■ **Problem to solve**
Using the passage on India's informal sector below, explain in one to three sentences why many new start-ups have struggled or shut down.

■ **Source extract**
Given that the informal sector has endured and is likely to stay, the cultural mutuality mechanisms in India in India is noteworthy. These help workers cope with the uncertainties of informality and bring in some trust in the relationship between employer and worker. An entire range of domestic care services such as cooks, elderly care, drivers, etc. rest on mutuality values, and is a social contract which blends employee wages with welfare benefits at the point of service level. These are negotiated as per requirement and schedule and include salary advances, leave for illness and marriage in the worker’s family, or support for his/her child’s education. In return, the workers, when required, offer to work beyond the designated schedule or perform tasks not earlier decided. This reciprocity is based on trust that neither side will be exploited though, it may be argued, its origins lie in patron-client relationships that began and persist under conditions of economic inequality, particularly the absence of reliable credit for informal sector workers.

Nonetheless, new age start-ups have been challenged to grow and prosper in the C&T of blended returns to labor. There is much turnover in service personnel and quality.10 There are only wage contracts and no need-based benefits in these start-ups that can match what informal relationships provide. Start-ups that have ignored or not understood how many traditional occupations are still neighborhood and social contract based in urban areas struggle or shut down. For example, ignoring the strength of the dhobi tradition, start-ups that tried to “professionalize”, i.e, formalize, laundry services, have closed. 11 Another reason for many start-ups faltering is not due to funding constraints, as is commonly argued, but the attempt to follow and replicate Western business models.12 And these models derive from Western culture and experience.

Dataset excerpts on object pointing
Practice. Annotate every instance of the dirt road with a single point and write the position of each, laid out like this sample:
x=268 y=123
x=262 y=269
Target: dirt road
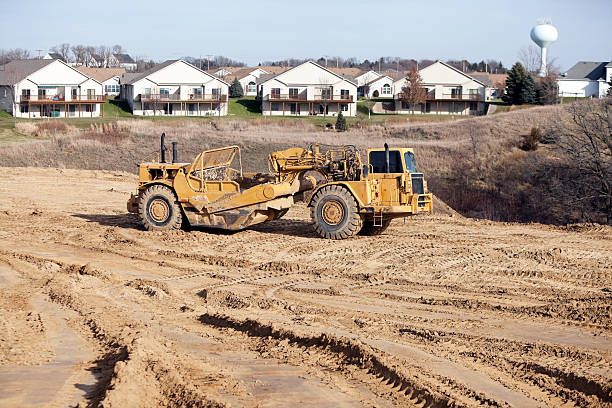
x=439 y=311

---

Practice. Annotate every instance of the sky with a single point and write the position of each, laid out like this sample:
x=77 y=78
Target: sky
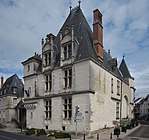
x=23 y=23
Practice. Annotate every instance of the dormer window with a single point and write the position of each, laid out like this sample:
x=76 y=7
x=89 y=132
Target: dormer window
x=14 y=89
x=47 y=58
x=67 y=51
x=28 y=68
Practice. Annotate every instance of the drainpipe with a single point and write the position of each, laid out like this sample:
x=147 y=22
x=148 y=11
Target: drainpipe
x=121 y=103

■ **Response for this exercise**
These start-ups offer only wage contracts, with no need-based benefits that can match what informal relationships provide. Some have also ignored or misunderstood how many traditional urban occupations still rest on neighborhood and social contracts. Others falter not because of funding constraints but because they try to replicate Western business models.